_Objectives_
1. Using the court opinion, answer these:
(a) Which court decided the case?
(b) Which circuit judge wrote the opinion?
(c) On what ground did the district court dismiss the complaint?
2. Print the stretch of the court opinion from "SIMA PRODUCTS CORPORATION, an" through "Appeals, Seventh Circuit." without any changes.

**** Extract provided ****

No. 78-2500.

612 F.2d 309 (1980)

SIMA PRODUCTS CORPORATION, an Illinois Corporation, et al., Plaintiffs-Appellants, v. Dr. John McLUCAS, Administrator, Federal Aviation Administration, Defendant-Appellee.

United States Court of Appeals, Seventh Circuit.

Decided January 3, 1980.

Attorney(s) appearing for the Case

Ray Jeffrey Cohen, Chicago, Ill., for plaintiffs-appellants.

Curtis J. Wilder, Federal Aviation Admin., Chicago, Ill., for defendant-appellee.

Before SWYGERT, PELL and BAUER, Circuit Judges.

SWYGERT, Circuit Judge.

Plaintiffs-appellants Sima Products Corporation and its president, Irvin Diamond, brought this action in the district court, seeking declaratory relief against an amendment to a regulation, 14 C.F.R. § 121.538a(e) (1978), promulgated by the Federal Aviation Administration ("FAA") under certain sections of the Federal Aviation Administration Act, 49 U.S.C. §§ 1356, 1357 ("the Act"), and 14 C.F.R. §§ 121.1(a), 121.538. Plaintiffs challenge the legality of the amendment on both procedural and substantive grounds. The district court dismissed the complaint for lack of subject matter jurisdiction, holding that jurisdiction to review the amendment issued by the FAA lies exclusively in the courts of appeals under section 1006(a) of the Federal Aviation Act, 49 U.S.C. § 1486. Sima Products Corp. v. McLucas, 460 F.Supp. 128, 134 (N.D.Ill.1978). We affirm.

**** Data ****

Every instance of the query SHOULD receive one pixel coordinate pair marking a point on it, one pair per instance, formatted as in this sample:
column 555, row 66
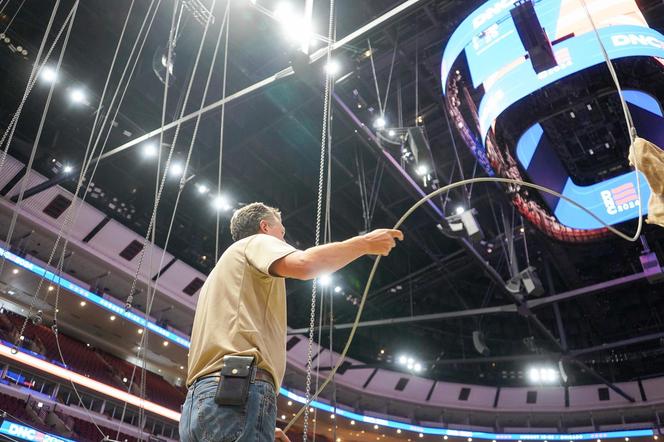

****

_The replies_
1.
(a) The United States Court of Appeals, Seventh Circuit.
(b) Swygert.
(c) Lack of subject matter jurisdiction.

2.
SIMA PRODUCTS CORPORATION, an Illinois Corporation, et al., Plaintiffs-Appellants, v. Dr. John McLUCAS, Administrator, Federal Aviation Administration, Defendant-Appellee.

United States Court of Appeals, Seventh Circuit.